AIM:
Count the lines in the data below that contain the string "white", and give only the number.

STORED ROWS:
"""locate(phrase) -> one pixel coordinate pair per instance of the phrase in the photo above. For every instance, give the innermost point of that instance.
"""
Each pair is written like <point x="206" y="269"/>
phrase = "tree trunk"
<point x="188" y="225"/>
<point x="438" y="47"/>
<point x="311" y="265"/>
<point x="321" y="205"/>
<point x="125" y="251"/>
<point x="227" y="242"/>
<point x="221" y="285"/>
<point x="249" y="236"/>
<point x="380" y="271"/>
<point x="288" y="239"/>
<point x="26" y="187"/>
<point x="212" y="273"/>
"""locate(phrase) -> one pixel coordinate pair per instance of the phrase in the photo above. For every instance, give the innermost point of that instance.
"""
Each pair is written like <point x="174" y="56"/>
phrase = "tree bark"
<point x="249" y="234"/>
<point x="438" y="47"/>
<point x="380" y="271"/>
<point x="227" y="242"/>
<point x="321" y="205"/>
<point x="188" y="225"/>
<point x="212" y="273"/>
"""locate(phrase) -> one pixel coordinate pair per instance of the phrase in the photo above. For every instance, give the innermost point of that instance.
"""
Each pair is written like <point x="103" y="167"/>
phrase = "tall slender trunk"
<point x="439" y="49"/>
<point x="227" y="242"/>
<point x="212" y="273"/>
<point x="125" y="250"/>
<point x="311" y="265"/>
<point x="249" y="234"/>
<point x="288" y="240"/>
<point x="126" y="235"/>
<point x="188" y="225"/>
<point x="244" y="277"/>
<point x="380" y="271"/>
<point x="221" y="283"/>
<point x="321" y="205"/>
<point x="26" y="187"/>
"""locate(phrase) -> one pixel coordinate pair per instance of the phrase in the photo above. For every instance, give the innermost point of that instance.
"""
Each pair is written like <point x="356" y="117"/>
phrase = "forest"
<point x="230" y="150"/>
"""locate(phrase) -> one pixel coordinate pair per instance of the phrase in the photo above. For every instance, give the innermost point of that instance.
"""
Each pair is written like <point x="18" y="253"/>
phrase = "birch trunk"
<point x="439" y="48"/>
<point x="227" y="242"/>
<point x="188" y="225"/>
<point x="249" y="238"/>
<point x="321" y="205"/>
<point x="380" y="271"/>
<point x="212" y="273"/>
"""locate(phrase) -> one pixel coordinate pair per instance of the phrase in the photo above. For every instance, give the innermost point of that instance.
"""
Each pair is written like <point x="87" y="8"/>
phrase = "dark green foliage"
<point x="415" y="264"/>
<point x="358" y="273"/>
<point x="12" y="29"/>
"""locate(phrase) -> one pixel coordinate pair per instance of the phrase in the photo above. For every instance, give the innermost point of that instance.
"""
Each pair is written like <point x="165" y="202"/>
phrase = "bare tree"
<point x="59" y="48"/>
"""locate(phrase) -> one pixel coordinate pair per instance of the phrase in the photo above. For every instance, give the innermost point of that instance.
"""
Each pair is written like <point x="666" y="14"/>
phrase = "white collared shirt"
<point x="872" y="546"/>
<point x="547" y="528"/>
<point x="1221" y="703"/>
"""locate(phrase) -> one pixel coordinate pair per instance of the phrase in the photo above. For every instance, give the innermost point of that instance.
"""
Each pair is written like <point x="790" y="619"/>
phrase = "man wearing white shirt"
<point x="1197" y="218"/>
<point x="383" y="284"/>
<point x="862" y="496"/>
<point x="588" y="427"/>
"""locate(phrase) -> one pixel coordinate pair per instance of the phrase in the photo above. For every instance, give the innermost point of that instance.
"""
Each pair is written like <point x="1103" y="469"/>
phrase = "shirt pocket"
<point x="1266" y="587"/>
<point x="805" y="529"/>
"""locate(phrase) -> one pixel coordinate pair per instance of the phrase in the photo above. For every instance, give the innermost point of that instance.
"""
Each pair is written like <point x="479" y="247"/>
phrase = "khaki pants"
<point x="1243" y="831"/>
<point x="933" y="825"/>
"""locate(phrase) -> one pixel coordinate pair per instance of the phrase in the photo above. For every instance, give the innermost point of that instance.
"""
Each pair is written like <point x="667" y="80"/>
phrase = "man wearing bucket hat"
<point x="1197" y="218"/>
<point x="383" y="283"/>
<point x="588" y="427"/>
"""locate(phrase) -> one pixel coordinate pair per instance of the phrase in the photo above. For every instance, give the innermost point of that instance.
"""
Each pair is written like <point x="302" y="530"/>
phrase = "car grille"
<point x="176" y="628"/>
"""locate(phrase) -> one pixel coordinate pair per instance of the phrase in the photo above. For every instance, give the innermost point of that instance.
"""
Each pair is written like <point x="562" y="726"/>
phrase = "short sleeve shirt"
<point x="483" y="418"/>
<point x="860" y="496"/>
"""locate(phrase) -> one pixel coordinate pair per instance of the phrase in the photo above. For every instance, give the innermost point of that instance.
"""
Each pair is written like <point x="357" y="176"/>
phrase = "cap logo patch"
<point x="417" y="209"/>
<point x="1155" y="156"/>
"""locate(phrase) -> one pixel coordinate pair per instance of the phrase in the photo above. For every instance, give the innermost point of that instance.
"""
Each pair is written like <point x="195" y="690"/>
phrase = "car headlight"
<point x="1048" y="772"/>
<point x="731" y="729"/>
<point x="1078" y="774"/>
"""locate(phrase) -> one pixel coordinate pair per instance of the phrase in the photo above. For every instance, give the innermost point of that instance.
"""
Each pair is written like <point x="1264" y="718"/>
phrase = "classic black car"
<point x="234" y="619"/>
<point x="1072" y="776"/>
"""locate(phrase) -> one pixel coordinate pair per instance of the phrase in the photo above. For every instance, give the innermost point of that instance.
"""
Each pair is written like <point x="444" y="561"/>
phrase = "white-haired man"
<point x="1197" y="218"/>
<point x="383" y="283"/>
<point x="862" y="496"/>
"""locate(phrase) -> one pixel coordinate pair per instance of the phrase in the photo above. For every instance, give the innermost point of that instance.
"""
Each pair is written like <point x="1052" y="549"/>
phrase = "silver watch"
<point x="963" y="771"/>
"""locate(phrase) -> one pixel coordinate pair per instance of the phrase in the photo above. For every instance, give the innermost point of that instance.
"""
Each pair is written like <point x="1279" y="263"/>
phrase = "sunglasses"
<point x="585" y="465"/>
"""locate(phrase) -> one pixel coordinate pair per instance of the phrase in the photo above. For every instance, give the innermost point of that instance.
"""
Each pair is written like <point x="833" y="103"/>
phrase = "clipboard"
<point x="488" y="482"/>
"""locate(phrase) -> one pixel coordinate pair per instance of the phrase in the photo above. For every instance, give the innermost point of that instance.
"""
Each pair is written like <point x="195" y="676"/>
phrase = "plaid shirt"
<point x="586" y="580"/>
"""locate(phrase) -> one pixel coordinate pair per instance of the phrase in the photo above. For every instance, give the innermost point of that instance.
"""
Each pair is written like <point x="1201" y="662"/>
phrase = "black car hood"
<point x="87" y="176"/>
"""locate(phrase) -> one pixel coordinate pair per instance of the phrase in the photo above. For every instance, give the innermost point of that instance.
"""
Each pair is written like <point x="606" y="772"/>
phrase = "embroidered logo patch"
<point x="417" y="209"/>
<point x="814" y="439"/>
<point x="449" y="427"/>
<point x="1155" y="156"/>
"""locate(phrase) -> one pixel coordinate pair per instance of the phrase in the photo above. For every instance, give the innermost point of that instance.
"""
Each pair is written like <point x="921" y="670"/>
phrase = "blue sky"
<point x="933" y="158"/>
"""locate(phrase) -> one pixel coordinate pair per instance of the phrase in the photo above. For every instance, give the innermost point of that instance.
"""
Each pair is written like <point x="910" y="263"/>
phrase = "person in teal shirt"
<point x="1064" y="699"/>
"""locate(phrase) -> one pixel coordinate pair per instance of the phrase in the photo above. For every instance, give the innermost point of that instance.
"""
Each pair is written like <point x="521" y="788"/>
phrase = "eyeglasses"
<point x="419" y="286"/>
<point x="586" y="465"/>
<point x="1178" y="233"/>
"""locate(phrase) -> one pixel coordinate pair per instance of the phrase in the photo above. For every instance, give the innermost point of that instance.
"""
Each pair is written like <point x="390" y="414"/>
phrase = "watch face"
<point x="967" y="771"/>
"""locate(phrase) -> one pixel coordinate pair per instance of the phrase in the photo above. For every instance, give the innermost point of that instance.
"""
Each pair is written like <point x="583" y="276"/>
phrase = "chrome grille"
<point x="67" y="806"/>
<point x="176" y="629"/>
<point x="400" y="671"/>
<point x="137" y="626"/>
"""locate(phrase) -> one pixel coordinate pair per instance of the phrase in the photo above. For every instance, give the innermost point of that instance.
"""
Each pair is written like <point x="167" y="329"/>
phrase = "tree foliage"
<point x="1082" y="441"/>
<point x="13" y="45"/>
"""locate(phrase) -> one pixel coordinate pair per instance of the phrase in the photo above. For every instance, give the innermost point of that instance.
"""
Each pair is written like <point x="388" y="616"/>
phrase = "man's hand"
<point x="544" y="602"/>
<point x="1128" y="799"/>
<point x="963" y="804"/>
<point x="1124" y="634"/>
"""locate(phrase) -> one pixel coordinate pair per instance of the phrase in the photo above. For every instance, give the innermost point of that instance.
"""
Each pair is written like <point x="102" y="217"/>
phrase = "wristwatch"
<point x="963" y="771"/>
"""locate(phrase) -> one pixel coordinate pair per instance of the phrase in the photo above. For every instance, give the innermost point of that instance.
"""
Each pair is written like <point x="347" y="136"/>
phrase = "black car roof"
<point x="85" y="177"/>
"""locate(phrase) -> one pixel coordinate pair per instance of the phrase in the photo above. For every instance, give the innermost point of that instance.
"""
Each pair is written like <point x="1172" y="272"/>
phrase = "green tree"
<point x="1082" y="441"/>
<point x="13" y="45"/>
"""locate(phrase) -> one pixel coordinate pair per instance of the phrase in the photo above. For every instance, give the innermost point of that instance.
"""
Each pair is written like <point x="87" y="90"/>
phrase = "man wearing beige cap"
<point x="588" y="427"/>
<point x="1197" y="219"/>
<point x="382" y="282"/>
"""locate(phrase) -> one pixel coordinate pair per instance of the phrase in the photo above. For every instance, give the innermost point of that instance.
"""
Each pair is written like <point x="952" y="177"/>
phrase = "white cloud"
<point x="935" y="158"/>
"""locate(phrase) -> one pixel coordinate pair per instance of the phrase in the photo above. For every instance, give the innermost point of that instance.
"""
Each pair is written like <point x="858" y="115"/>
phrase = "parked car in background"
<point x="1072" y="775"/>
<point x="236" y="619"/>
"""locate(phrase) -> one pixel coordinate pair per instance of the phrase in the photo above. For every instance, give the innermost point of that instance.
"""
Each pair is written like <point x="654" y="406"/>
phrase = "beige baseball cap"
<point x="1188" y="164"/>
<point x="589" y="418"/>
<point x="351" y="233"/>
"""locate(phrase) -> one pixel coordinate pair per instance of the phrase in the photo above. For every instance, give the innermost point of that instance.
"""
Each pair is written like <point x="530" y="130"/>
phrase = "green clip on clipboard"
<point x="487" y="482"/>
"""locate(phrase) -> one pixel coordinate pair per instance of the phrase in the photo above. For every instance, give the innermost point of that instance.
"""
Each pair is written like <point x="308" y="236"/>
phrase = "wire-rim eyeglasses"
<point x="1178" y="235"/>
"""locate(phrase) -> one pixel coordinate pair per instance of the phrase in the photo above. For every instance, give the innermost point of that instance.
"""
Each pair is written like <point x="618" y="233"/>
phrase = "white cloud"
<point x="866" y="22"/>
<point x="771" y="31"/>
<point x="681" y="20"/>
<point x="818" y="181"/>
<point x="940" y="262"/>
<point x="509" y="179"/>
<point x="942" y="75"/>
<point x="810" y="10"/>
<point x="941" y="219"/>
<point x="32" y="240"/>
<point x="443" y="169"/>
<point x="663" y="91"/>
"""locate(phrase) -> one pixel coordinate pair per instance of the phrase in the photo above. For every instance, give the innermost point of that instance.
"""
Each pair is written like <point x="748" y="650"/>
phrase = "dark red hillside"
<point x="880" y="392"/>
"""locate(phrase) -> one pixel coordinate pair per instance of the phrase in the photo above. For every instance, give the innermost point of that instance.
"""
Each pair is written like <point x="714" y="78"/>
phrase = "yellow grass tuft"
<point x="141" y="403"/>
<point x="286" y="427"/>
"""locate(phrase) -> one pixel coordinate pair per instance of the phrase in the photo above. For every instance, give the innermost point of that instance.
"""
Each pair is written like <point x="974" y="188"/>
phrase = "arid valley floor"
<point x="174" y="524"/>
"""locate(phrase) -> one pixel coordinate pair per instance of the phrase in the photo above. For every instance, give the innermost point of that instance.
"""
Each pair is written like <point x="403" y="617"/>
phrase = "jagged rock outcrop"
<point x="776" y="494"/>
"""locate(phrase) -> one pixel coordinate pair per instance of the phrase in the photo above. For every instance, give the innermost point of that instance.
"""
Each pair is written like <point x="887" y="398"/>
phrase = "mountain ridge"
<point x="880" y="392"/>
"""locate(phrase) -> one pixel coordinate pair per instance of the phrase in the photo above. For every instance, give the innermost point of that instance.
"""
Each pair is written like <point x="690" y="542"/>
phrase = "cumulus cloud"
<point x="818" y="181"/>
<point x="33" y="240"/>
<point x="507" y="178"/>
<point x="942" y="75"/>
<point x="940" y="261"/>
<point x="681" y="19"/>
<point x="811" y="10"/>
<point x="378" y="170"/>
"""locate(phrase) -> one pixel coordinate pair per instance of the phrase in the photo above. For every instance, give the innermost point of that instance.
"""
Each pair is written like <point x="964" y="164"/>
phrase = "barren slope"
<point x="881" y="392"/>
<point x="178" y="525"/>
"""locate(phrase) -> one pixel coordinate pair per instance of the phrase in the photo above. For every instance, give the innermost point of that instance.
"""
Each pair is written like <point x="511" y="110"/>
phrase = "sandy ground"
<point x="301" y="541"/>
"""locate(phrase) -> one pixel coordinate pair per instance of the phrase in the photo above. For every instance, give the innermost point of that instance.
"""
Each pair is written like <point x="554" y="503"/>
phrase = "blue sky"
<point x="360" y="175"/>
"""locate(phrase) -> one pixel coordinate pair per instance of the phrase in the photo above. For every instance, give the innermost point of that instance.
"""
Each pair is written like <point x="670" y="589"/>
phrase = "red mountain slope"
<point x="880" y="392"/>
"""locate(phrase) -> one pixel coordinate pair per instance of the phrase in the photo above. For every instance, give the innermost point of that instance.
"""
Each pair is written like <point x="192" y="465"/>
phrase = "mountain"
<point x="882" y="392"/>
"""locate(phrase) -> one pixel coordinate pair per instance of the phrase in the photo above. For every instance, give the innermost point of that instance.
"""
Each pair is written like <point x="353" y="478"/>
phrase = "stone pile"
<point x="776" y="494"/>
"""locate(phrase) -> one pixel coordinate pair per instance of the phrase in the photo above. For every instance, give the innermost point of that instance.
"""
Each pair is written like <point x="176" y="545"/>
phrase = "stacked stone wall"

FINISHED ANSWER:
5